» YOUR ASSIGNMENT:
Reproduce word for word the passage of the FDA authorization article below, starting at "FDA Issues Third" and ending at "severe COVID-19 symptoms.".

FDA Issues Third COVID-19 Therapeutic EUA This Month
By Jonathan Springston, Editor, Relias Media
The FDA has issued an emergency use authorization (EUA) for a dual COVID-19 therapeutic (casirivimab and imdevimab), the third such EUA awarded this month.
Clinicians should administer casirivimab and imdevimab together to adult and pediatric patients (age ≥ 12 years and weight at least 40 kg) with positive results of direct SARS-CoV-2 viral testing and mild to moderate COVID-19 symptoms. These eligible patients also would be at high risk (i.e., age ≥ 65 years or those with certain chronic medical conditions) for developing severe COVID-19 symptoms.
Following a familiar pattern, the agency based this latest authorization on data from a recent study — in this case, a randomized, placebo-controlled, double-blind, clinical trial that included 799 nonhospitalized adults with mild to moderate COVID-19 symptoms. Of these patients, 266 received a single intravenous infusion of 2,400 mg casirivimab and imdevimab (1,200 mg of each), 267 received 8,000 mg casirivimab and imdevimab (4,000 mg of each), and 266 received a placebo within three days of testing positive for SARS-CoV-2.

(Entries taken from a collection)
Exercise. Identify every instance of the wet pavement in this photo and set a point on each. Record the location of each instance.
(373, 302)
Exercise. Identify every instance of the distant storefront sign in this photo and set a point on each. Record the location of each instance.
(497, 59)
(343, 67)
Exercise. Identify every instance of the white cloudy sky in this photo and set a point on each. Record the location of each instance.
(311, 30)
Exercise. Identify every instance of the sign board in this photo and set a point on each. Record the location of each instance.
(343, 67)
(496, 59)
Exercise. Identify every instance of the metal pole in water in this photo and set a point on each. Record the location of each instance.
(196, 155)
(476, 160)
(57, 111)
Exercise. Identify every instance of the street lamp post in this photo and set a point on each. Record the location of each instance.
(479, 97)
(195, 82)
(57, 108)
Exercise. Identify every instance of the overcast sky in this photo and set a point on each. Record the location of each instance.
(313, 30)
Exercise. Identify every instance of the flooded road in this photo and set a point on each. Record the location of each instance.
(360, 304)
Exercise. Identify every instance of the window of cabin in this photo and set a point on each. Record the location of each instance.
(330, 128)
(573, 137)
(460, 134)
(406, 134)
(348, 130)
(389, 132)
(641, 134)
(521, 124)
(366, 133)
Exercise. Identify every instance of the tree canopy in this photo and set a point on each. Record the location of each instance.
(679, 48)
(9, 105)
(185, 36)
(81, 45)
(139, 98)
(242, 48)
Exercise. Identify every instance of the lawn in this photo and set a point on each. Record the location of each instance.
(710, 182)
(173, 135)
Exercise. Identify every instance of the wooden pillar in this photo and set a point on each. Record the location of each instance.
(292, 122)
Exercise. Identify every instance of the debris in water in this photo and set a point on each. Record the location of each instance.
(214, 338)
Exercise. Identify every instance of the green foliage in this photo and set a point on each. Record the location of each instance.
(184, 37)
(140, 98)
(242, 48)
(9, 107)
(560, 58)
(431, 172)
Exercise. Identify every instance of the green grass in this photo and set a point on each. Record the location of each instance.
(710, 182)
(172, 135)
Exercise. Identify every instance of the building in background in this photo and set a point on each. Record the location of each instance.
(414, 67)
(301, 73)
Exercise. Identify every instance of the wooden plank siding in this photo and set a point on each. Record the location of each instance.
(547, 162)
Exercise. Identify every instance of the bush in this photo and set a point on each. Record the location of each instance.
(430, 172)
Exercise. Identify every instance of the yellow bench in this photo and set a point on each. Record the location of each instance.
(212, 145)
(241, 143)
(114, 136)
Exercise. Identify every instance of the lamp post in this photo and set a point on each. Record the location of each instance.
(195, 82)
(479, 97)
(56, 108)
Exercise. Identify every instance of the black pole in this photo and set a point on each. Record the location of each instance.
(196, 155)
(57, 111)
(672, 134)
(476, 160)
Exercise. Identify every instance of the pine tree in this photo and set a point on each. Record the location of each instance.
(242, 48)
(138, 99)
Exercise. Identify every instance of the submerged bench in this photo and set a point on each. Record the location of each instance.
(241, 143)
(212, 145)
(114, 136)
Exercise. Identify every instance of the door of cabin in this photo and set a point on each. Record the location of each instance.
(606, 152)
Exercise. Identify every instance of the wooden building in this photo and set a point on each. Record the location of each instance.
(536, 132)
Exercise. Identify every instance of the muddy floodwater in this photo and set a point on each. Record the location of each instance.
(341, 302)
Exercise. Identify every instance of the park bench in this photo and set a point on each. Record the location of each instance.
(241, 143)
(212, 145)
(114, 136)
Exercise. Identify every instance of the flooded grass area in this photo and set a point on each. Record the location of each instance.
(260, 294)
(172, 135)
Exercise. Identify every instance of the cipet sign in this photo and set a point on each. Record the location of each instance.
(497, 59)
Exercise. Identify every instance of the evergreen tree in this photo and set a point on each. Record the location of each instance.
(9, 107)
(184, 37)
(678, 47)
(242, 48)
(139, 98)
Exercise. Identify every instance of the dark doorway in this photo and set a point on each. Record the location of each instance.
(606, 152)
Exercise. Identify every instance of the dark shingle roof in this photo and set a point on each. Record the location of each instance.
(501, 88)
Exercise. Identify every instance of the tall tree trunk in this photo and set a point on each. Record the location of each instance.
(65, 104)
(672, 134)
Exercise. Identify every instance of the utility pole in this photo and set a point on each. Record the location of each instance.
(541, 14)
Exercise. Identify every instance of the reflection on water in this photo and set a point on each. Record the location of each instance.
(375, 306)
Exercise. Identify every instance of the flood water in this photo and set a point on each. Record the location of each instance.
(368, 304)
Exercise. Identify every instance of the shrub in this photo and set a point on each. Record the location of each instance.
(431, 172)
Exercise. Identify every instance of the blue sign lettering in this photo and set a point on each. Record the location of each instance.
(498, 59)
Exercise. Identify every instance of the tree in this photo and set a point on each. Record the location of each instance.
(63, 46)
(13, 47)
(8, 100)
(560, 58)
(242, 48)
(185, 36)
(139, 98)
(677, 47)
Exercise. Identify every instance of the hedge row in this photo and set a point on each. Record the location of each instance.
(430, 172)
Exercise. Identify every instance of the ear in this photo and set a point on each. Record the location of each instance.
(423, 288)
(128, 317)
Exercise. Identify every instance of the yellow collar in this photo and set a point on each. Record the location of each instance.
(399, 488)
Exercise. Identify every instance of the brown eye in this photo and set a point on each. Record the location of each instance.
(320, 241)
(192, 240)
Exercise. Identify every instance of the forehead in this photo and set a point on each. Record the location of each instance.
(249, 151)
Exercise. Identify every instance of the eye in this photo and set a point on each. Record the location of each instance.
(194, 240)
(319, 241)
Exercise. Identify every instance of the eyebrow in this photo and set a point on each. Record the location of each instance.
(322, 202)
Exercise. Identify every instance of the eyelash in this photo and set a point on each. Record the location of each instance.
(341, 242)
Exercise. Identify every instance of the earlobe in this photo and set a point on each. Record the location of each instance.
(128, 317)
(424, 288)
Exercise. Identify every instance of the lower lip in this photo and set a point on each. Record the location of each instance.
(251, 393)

» RESPONSE TO THIS EXERCISE:
FDA Issues Third COVID-19 Therapeutic EUA This Month
By Jonathan Springston, Editor, Relias Media
The FDA has issued an emergency use authorization (EUA) for a dual COVID-19 therapeutic (casirivimab and imdevimab), the third such EUA awarded this month.
Clinicians should administer casirivimab and imdevimab together to adult and pediatric patients (age ≥ 12 years and weight at least 40 kg) with positive results of direct SARS-CoV-2 viral testing and mild to moderate COVID-19 symptoms. These eligible patients also would be at high risk (i.e., age ≥ 65 years or those with certain chronic medical conditions) for developing severe COVID-19 symptoms.